··· Data provided ···

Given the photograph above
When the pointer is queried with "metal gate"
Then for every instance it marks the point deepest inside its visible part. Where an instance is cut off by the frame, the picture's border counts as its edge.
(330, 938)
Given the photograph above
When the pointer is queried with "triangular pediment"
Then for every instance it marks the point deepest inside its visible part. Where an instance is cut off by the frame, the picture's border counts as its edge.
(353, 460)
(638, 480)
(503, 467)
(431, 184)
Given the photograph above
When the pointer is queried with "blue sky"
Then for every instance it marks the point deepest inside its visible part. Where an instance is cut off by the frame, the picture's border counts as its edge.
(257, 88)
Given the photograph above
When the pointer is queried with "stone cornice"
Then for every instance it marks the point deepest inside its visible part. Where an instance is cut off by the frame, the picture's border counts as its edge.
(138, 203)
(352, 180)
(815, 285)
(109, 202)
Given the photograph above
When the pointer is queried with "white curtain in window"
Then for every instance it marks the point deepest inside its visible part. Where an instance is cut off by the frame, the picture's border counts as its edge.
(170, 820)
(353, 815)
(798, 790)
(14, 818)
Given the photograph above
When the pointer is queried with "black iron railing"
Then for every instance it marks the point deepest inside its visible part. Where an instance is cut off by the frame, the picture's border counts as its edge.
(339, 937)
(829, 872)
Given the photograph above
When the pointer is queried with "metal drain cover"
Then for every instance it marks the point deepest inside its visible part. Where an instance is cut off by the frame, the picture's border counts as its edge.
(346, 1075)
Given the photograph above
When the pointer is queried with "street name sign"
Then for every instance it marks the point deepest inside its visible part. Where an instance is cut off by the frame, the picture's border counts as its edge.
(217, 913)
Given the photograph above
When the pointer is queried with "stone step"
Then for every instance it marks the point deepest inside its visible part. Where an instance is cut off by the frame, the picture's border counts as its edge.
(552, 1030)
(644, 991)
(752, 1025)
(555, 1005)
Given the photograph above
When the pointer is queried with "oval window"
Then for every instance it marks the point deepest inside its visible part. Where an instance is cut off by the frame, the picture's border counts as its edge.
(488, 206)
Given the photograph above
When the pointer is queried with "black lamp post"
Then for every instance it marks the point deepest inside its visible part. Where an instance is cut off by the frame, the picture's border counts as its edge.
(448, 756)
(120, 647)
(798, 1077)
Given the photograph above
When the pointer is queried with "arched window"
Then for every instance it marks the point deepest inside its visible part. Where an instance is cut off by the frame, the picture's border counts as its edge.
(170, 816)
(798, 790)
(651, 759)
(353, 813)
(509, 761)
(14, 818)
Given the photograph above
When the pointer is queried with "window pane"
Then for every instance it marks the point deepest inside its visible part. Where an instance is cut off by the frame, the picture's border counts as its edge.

···

The problem => Set all of the records down again, exactly as they stand.

Result of the exercise =>
Given the photograph above
When the pointer is queried with "metal gate"
Then for every instance it marks the point deepest inside its visible part. Where an instance is cut off by the frame, the picture's border counts as its edge.
(330, 938)
Given the photograph above
When the pointer is queried with "triangular pediment"
Then for every instance it marks the point deepest inside its visible part. Where an instance is cut off by the frame, the picture's border counts as its edge.
(353, 460)
(638, 480)
(503, 467)
(431, 184)
Given the photograph above
When the pointer is queried with "blue sky"
Then for every instance it marks the point deepest inside its visible part. Where an instance is cut off by the frame, the picture's border counts as its edge.
(257, 88)
Given the photograph above
When the pointer is queried with "stone cornice"
Then for every instance it marks the point deepest inside its visible part. Where an instance is cut off by the frame, the picture's border counts as its edge.
(138, 203)
(352, 180)
(815, 285)
(109, 202)
Given the photograph above
When the pointer is queried with "white curtain in window"
Then for every instance it marks the point deepest inside its visible part. Where an instance is cut off by the frame, the picture's border counts as its edge.
(170, 820)
(353, 815)
(798, 790)
(14, 818)
Given the photograph above
When the pointer is queried with "black iron railing"
Then for every instance it marks the point deepest inside its visible part. Where an instance is cut off by the frame, the picture's border counts as its edge.
(339, 937)
(829, 872)
Given the photograph above
When the pointer is queried with "metal drain cover"
Then for every instance it marks the point deepest inside its visible part. Where an instance is cut off by the frame, the picture's border counts as its edge.
(346, 1075)
Given the photograph above
When the pointer is queried with "street name sign"
Then for every instance it marks the point deepest inside its visible part. Where an instance is cut off by the frame, the picture's border counts as its edge.
(217, 913)
Given the photograph above
When the pointer is queried with "stone step"
Then for every instance it marks the point deepest inside its visible part. Where an instance is cut off by the frame, the picture's border counts as its edge.
(552, 1030)
(644, 991)
(752, 1025)
(555, 1005)
Given the photograph above
When the pointer is queried with "oval window"
Then for every instance it marks the point deepest inside its visible part. Where an instance is cut off by the frame, the picture's border counts as its edge.
(488, 206)
Given the photograph above
When the pointer is queried with "black lamp post"
Then for every instance it marks the point deepest inside its visible part. Where an instance is cut off by the frame, the picture's border counts as its edge.
(448, 756)
(120, 647)
(798, 1077)
Given the photograph above
When the pointer is queried with "arched window"
Then for every instance it marks the point deepest inside its visible part. Where an instance is cut off by the frame, the picture's border counts as its edge.
(170, 816)
(798, 790)
(651, 759)
(353, 813)
(509, 761)
(14, 818)
Given the photograph above
When the pointer is queried with "window pane"
Then for every instance it marks the point deepest inside its visible part. Where an instance is cut off by the frame, the picture's border counts as its edge.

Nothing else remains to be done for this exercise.